■ **PROBLEM**
Retype the lines of the listing below, from the line containing "Would you mind annotating the blue sky" through the end of the listing, both ends included.

■ **RECORD LIST**
═══

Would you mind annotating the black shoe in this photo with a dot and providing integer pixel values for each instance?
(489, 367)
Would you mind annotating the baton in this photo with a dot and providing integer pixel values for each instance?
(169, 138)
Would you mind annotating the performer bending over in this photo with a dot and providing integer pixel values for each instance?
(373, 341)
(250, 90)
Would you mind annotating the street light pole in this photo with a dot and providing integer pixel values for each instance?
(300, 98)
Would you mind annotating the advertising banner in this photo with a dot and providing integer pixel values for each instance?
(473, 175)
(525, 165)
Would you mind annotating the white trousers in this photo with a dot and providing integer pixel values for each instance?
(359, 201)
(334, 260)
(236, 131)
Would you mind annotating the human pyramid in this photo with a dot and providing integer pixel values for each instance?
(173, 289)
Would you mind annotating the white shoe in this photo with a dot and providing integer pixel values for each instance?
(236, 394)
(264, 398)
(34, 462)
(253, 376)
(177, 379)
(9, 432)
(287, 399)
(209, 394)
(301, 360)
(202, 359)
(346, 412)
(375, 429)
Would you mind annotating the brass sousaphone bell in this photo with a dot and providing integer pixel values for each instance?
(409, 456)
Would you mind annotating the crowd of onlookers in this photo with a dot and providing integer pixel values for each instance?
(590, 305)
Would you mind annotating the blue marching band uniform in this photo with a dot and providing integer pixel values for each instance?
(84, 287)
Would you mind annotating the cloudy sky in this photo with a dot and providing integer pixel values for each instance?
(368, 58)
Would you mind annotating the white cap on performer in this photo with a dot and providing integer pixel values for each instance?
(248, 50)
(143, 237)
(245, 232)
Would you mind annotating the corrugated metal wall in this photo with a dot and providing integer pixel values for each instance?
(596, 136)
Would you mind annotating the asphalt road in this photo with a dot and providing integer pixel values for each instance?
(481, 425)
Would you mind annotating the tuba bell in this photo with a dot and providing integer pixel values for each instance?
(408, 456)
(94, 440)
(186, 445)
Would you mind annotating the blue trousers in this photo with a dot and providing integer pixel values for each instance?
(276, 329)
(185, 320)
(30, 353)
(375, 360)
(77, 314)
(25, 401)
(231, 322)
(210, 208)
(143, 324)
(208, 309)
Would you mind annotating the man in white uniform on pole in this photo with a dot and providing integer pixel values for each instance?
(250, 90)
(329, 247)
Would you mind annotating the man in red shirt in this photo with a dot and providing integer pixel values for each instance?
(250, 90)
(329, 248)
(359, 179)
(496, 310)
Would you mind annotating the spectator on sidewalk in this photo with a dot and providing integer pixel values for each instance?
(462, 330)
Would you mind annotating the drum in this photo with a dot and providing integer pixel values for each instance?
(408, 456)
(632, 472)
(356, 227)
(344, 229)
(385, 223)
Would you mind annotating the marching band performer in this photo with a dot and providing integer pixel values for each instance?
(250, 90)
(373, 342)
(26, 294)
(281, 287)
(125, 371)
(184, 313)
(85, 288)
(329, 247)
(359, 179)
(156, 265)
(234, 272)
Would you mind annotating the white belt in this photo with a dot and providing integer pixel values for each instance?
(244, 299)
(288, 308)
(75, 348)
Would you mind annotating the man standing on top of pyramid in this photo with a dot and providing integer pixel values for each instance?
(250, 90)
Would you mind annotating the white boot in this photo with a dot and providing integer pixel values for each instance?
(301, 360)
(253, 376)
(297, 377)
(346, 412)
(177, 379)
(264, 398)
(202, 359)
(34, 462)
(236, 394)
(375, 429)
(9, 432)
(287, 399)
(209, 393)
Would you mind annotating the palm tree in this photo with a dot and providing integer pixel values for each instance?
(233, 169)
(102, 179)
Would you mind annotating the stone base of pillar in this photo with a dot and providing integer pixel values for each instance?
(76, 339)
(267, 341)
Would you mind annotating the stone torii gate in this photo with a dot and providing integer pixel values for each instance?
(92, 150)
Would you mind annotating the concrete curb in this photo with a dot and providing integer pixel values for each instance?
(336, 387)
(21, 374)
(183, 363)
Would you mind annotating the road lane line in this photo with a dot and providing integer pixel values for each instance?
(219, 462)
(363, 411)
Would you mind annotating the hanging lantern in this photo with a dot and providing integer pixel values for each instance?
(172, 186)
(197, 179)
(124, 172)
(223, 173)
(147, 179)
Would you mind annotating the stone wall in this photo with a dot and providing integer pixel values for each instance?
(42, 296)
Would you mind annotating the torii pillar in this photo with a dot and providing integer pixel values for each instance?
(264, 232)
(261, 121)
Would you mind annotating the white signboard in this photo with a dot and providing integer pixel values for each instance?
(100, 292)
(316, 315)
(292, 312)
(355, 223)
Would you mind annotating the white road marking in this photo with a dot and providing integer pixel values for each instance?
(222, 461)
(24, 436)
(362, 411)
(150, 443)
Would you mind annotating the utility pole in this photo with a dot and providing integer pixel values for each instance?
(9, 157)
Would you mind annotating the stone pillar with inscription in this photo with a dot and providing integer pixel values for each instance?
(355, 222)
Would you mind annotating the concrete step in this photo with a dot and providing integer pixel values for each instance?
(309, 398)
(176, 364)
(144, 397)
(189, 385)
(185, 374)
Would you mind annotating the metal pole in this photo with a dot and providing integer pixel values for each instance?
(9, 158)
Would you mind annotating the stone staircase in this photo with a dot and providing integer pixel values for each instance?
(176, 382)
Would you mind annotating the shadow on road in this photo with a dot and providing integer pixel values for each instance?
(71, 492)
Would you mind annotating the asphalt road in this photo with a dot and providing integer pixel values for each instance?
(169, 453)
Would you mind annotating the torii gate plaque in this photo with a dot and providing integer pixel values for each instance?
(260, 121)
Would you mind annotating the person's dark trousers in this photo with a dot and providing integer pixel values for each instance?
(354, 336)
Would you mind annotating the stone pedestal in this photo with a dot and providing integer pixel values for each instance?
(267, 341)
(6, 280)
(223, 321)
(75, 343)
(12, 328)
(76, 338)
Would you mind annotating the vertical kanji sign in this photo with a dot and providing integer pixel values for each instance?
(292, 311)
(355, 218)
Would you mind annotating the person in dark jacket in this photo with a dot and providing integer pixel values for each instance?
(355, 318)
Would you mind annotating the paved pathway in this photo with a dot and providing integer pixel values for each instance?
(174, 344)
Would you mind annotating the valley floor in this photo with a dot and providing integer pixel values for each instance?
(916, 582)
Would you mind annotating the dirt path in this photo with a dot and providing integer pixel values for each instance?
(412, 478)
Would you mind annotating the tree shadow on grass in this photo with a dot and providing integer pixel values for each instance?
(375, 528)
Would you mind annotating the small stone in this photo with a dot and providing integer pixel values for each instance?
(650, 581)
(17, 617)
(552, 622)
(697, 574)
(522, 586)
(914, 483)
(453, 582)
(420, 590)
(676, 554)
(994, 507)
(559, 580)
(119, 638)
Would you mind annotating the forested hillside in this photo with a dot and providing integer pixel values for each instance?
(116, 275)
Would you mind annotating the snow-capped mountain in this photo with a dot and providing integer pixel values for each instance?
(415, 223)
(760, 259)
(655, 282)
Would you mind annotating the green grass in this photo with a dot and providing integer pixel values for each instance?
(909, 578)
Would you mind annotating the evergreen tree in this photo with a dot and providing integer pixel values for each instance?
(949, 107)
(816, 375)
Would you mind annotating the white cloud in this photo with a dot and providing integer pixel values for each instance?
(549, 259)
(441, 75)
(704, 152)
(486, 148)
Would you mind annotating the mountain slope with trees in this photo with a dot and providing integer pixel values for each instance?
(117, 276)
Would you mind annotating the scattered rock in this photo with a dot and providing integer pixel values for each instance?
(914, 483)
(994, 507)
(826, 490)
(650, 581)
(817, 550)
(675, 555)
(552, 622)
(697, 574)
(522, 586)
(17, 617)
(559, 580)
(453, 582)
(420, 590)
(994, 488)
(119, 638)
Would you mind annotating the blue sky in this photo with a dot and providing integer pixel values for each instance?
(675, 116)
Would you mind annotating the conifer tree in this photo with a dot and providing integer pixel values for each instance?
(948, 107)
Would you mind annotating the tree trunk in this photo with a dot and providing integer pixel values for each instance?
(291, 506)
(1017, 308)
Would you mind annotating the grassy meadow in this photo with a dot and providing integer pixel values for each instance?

═══

■ **RESPONSE**
Would you mind annotating the blue sky in this photo with a dot and providing integer pixel values for each instance?
(675, 116)
Would you mind annotating the conifer tree in this photo with a dot and providing integer pixel values for each instance?
(948, 107)
Would you mind annotating the tree trunk in this photo with a dot and providing integer pixel values for each instance?
(291, 506)
(1017, 308)
Would you mind annotating the grassy meadow in this photo with a dot and providing integer pixel values for each instance?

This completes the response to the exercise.